* _PETUNJUK_
1 – Jawablah pertanyaan berikut berdasarkan teks tentang proyek LNG di bawah.
(a) Berapa panjang pipa yang harus dibangun untuk LNG Plant di Uso?
(b) Berapa tawaran harga dari konsorsium nasional untuk LNG plant?
(c) Dokumen apa yang belum disetujui BP Migas ketika kontraktor sudah mulai mengebor?
2 – Mohon tentukan apakah setiap pernyataan di bawah sesuai dengan teks tentang proyek LNG, lalu kutip kata-kata teks yang menjadi penentunya.
(a) Lokasi di Kini-Kini hanya berjarak 2 km dari sumur.
(b) Mitsubishi menawarkan harga lebih murah daripada LNG Energi Utama.
(c) LNG EU pernah menggugat kasus pemilihan vendor ke KPPU.

* _TEKS PILIHAN_

'''

Pertama, harga jual gas (GSA - Gas Sales Agreement) yang terlalu rendah. Saat ini harga dipatok pada harga minyak Japan Crude Cocktail sebesar US$ 70 per barel sehingga gas dijual sebesar US$ 6,2 MMBTU. Padahal jika harga minyak bumi naik menjadi US$ 70 per barel, maka harga jual seharusnya bisa mencapai US$ 8,4 MMBTU. Penjualan gas dengan harga murah akan merugikan negara US$ 305 per tahun atau selama 15 tahun akan berpotensi merugikan negara US$ 4,589 miliar.
2.
Kedua, pembangunan LNG Plant di Uso juga merugikan negara karena harus membangun pipa 20” sepanjang 15 km. Padahal ada lokasi di Kini-Kini yang hanya 2 km dari sumur. Uso dan Kini Kini terletak di tepi laut dengan kontur tanah yang relatif sama sehingga tidak ada keuntungan membangun LNG Plant di Uso. Dengan membangun pipa sepanjang 15 km maka dibutuhkan tambahan investasi sebesar US$ 30 juta, belum lagi dihitung kenaikan biaya operasi dan resiko bagi masyarakat yang tinggal di sepanjang pipa.
3.
Ketiga, biaya LNG Plant. Pemilihan Mitsubishi sebagai vendor LNG plant dengan harga sebesar US$ 2,1 miliar di atas tawaran vendor lain seperti LNG Energi Utama yang menawarkan US$ 1,6 miliar atau konsorsium nasional (PT Tripatra Eng, PT Rekayasa Industri dan PT Inti Karya Persada) yang hanya sebesar US$ 1,2 miliar. Kasus ini pernah digugat oleh LNG EU ke Komisi Pengawas Persaingan Usaha (KPPU). Selain lebih mahal, pemilihan Mitsubishi juga memunculkan “keharusan” menjual gas ke Jepang. Dalam pemilihan vendor LNG plant saja pemerintah akan dirugikan US$ 400 juta – 800 juta.
4.
Keempat, biaya drilling atau pengeboran. Saat ini kontraktor sudah mulai proses pengeboran padahal BP Migas belum menyetujui Plan of Development (POD). Karena POD belum disetujui, maka Work Program & Budget (WPB) dan Authorization for Expenditure (AFE) juga belum belum ada. Oleh karenanya, tidak ada pengawasan dari BP Migas dan apabila kelak ada perubahan dari perencanaan, negara bisa dirugikan sejumlah 10 juta – 15 juta USD.

'''

* _CUPLIKAN CATATAN_
'''

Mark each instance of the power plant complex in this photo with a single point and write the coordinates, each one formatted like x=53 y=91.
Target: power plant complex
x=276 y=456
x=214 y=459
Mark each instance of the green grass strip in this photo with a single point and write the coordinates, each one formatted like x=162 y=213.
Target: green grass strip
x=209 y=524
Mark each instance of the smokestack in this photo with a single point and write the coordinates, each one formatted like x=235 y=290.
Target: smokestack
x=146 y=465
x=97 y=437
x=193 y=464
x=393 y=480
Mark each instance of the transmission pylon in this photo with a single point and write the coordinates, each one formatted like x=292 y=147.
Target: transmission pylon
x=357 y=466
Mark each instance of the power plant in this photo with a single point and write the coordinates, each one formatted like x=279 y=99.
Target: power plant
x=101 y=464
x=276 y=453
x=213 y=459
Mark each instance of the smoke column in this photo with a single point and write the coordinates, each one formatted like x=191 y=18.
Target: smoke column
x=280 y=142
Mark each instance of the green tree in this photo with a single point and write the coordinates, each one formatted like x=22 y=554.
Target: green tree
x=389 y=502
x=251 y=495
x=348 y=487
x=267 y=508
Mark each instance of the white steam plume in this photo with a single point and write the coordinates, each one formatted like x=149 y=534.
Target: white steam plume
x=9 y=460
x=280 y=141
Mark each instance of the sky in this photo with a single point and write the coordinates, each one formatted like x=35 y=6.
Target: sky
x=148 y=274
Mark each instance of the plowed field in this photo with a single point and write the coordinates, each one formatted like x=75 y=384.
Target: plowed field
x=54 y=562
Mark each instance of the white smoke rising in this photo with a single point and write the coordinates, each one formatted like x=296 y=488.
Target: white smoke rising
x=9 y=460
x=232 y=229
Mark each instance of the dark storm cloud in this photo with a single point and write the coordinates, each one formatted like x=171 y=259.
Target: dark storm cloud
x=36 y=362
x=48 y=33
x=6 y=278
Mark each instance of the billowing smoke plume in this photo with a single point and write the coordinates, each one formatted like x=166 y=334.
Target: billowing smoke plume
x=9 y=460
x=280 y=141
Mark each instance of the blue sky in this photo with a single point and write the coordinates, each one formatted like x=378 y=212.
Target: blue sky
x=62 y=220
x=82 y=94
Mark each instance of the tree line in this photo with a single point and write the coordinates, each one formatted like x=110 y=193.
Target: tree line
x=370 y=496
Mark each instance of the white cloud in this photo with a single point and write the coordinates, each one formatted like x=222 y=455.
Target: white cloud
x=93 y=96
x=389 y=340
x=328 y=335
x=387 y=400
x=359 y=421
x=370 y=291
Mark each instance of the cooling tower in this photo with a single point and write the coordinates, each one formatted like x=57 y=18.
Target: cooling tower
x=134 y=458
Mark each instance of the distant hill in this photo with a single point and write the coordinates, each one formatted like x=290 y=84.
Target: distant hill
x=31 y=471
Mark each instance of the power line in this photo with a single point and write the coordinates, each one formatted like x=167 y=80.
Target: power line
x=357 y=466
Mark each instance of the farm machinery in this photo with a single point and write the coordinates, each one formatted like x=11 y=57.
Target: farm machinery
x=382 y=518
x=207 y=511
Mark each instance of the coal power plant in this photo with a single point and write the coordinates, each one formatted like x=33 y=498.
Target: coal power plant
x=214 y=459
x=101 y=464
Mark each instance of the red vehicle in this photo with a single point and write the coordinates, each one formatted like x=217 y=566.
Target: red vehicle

'''

* _JAWABAN PER TUGAS_
1 –
(a) 15 km, dengan pipa berukuran 20”.
(b) US$ 1,2 miliar.
(c) Plan of Development (POD).

2 –
(a) Ya: "Padahal ada lokasi di Kini-Kini yang hanya 2 km dari sumur."
(b) Tidak: "Pemilihan Mitsubishi sebagai vendor LNG plant dengan harga sebesar US$ 2,1 miliar di atas tawaran vendor lain seperti LNG Energi Utama yang menawarkan US$ 1,6 miliar"
(c) Ya: "Kasus ini pernah digugat oleh LNG EU ke Komisi Pengawas Persaingan Usaha (KPPU)."